§ What is needed:
In the excerpt about innovation in the music business, how did Bobby Brooks treat every assistant, roadie and underling?

§ Excerpt to read:
--------
Rob Light, CAAThe secret to being an innovator and an entrepreneur is not the brilliant idea but the tenacity and determination to make it real. Instead of looking for excuses and blaming the other guy, or confusing empathy with action, the true innovator gets to work just tackling one problem at a time.

Our business will be defined in the future by what we choose to do and what we choose not to do.

We are experiencing the first true generational shift in our business. The Frank Barsalonas, the Jack Boyles, the Mo Ostins have retired; there is truly new blood in this room that can learn from old experience and then apply it to the new innovations.

Everyone in this room cannot be Frank Barsalona, or Ron Delsener, or David Geffen, or Rick Van Santen or Perry Farrell, yet everyone in this room can be a contributor to fixing and changing and invigorating our business.

Bobby Brooks, my friend and one of the best agents I ever knew, was an innovator. What did he do? He reinvented the way an agent approaches his job. He treated every assistant, every roadie, every underling with the same importance he did label presidents and artists.

It was a small thing; not an idea that will show up in a textbook someday, but I watched as young agents saw his success and learned from a new style.

Not everyone can be Bobby Brooks, but everyone in this room can bring something new to their job, especially when it is treated as more than just a job.

I asked a professor at Syracuse University who teaches the Music Industry Program to give his students an assignment on the first day of class: Define why you want to be in the music business.

Everyone said basically the same thing. One girl, Melantha Hodge, summed it up for most: “I could go on and on trying to answer this question, but to sum it up, I love music. I want a career that I have a true passion for. Music soothes my soul and makes me happy and I want in as soon as possible.” I agree, and we were all lucky enough to get in.
--------
[Coordinate labeling data]
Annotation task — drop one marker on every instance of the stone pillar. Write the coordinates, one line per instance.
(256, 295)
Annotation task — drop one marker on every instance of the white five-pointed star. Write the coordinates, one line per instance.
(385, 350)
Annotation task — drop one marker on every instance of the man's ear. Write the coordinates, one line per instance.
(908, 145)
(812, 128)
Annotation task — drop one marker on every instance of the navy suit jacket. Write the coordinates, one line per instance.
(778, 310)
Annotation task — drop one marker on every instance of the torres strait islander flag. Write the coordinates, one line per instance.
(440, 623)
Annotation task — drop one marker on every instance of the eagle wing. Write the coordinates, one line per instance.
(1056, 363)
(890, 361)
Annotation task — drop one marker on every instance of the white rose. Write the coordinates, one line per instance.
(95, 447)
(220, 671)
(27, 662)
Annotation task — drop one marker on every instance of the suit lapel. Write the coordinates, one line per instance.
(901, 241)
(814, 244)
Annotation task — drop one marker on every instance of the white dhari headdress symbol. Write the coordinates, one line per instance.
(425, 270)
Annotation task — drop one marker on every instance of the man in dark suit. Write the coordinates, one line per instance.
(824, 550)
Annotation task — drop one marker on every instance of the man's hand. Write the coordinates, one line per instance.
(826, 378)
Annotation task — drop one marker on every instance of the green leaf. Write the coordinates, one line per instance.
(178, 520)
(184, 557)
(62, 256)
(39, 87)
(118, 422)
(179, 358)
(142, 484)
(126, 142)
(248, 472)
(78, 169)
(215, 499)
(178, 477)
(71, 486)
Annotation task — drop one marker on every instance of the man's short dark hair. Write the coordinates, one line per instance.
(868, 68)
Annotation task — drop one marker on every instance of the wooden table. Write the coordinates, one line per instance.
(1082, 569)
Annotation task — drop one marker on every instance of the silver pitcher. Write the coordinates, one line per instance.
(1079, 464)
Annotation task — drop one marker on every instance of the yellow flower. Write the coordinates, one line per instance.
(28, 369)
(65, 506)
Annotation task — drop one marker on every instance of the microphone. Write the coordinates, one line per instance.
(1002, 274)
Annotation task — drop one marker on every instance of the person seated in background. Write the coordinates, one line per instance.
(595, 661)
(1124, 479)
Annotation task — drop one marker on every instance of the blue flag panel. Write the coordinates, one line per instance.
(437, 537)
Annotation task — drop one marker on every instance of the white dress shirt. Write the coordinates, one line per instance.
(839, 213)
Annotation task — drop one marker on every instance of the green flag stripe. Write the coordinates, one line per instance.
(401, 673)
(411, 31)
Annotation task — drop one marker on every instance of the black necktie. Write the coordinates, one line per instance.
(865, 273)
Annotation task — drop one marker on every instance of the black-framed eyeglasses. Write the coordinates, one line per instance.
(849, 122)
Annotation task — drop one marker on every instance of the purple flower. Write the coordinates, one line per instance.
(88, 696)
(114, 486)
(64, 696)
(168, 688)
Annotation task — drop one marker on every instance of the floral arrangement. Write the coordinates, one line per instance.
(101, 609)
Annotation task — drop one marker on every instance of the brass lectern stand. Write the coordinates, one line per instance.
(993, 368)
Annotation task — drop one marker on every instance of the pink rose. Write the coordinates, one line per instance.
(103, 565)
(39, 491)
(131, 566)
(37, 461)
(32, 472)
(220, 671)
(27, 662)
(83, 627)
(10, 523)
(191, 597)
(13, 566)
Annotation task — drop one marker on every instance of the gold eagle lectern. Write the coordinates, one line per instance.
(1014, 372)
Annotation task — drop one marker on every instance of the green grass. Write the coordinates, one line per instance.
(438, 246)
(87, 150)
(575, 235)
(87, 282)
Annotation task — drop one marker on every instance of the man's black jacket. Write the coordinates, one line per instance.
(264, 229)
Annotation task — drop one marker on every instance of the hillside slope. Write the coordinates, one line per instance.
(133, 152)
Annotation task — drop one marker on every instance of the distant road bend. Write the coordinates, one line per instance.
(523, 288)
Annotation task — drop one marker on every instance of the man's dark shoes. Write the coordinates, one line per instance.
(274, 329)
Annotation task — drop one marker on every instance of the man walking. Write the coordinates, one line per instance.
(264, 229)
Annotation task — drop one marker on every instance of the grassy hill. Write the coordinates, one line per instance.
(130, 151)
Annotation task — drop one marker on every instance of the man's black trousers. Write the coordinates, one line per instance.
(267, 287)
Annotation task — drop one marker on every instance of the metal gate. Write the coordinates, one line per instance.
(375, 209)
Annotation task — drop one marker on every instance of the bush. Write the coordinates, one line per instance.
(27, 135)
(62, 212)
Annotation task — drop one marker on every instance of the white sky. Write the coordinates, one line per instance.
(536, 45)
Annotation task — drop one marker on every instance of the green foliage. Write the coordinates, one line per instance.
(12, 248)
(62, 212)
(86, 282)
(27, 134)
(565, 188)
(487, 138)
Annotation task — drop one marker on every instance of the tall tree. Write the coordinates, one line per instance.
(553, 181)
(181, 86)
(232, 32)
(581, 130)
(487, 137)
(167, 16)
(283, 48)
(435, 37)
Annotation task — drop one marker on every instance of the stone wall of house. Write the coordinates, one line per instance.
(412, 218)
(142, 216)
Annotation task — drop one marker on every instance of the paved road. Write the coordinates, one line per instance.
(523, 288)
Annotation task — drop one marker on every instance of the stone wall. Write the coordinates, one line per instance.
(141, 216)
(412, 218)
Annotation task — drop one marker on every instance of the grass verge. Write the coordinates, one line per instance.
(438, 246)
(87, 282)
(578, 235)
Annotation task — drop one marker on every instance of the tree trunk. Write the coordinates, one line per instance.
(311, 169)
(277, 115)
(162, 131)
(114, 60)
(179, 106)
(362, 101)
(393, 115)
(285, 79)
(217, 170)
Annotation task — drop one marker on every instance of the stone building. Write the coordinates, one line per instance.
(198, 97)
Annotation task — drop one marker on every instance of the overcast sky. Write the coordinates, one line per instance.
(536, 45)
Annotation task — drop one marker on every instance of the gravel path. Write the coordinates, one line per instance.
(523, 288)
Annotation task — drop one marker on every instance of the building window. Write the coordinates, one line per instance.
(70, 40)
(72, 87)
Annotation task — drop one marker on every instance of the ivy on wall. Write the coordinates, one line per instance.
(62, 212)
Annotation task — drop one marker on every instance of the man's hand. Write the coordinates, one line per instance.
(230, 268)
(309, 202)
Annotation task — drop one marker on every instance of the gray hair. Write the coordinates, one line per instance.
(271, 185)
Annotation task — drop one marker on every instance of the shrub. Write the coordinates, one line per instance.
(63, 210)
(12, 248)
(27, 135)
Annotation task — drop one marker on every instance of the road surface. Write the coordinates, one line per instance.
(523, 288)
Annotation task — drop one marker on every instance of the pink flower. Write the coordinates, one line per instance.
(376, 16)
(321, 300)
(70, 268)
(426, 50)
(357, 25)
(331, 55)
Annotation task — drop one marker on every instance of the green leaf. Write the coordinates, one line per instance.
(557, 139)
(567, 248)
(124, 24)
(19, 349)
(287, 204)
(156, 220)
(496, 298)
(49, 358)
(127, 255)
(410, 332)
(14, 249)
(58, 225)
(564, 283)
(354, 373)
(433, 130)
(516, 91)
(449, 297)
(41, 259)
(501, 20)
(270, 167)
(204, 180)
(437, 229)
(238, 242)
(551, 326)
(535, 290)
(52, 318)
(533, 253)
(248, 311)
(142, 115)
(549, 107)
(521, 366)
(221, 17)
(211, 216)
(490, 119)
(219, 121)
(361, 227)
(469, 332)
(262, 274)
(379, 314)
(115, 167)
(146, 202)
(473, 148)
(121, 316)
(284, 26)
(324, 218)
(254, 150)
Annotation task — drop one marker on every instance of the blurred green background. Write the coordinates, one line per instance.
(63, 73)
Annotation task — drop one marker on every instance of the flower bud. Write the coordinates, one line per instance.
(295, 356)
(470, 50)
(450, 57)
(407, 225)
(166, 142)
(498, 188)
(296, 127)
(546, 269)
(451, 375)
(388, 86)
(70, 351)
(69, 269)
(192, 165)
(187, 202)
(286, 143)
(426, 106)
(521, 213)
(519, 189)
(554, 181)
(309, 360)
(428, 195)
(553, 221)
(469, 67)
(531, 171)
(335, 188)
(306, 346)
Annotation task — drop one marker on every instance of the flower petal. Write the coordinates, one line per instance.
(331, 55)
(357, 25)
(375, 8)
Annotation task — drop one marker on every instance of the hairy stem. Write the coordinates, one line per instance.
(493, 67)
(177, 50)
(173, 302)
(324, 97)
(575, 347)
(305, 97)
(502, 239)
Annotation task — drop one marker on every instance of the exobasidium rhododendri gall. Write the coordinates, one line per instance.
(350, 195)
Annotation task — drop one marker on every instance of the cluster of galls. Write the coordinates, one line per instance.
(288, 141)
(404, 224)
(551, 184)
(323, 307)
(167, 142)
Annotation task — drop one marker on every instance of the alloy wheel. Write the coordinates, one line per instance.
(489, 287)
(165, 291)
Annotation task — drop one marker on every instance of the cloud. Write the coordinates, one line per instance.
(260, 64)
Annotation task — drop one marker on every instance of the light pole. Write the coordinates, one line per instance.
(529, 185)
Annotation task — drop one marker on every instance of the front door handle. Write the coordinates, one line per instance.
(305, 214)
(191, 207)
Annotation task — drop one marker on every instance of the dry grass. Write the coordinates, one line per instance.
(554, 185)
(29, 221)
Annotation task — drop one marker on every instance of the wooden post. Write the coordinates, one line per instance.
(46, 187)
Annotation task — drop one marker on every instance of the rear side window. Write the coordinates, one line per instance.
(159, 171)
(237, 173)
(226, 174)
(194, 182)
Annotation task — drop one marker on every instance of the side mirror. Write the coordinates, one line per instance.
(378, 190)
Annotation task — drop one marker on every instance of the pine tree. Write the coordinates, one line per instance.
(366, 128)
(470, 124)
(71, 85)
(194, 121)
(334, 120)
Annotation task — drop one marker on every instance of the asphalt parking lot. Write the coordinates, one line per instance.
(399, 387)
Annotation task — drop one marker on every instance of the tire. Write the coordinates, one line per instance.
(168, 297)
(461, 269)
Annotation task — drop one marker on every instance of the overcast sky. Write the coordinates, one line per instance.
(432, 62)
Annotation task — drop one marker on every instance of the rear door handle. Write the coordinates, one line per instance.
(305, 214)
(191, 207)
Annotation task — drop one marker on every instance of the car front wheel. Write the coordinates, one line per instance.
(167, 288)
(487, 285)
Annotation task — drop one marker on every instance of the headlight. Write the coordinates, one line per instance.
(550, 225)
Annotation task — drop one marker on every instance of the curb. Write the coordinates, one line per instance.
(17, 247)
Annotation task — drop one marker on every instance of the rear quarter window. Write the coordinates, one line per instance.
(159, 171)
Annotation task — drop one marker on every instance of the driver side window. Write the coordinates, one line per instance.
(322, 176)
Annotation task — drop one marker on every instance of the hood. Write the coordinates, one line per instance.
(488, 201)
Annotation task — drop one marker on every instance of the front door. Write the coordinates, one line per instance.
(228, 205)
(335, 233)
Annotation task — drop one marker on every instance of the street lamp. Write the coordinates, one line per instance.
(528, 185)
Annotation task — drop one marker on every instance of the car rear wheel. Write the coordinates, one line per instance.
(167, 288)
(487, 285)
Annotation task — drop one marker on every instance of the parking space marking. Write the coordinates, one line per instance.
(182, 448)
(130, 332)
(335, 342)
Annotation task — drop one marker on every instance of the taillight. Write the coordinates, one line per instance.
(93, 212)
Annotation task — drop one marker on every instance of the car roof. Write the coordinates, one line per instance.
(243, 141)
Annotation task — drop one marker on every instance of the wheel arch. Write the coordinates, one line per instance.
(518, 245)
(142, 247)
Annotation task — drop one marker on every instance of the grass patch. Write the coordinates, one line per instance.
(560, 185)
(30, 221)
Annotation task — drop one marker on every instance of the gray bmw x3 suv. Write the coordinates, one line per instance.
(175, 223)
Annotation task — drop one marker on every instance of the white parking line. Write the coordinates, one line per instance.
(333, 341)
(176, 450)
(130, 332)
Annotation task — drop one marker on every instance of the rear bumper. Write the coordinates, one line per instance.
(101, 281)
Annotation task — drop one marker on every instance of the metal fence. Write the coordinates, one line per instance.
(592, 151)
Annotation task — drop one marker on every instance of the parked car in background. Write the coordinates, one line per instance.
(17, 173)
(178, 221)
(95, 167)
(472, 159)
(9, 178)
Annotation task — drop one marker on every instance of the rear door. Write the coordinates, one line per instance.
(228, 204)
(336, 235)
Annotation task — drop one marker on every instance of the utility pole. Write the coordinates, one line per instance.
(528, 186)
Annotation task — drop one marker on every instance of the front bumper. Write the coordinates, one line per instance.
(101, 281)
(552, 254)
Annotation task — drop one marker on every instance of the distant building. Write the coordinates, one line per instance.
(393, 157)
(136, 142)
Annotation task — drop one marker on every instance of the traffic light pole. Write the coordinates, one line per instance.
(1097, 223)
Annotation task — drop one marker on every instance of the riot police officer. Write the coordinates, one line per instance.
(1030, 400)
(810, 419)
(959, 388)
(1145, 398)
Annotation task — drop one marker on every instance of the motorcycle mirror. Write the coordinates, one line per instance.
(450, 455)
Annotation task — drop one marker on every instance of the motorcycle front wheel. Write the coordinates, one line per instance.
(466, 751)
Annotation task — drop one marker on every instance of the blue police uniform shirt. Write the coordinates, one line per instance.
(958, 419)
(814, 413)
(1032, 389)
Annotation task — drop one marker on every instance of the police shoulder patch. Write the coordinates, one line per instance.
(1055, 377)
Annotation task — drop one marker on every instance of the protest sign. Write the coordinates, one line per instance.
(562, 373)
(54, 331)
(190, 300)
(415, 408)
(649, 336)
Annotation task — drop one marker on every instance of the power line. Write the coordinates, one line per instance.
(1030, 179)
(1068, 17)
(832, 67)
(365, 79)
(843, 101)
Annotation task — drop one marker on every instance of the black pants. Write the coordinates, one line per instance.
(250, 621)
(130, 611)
--------
§ Exercise output:
With the same importance he gave label presidents and artists.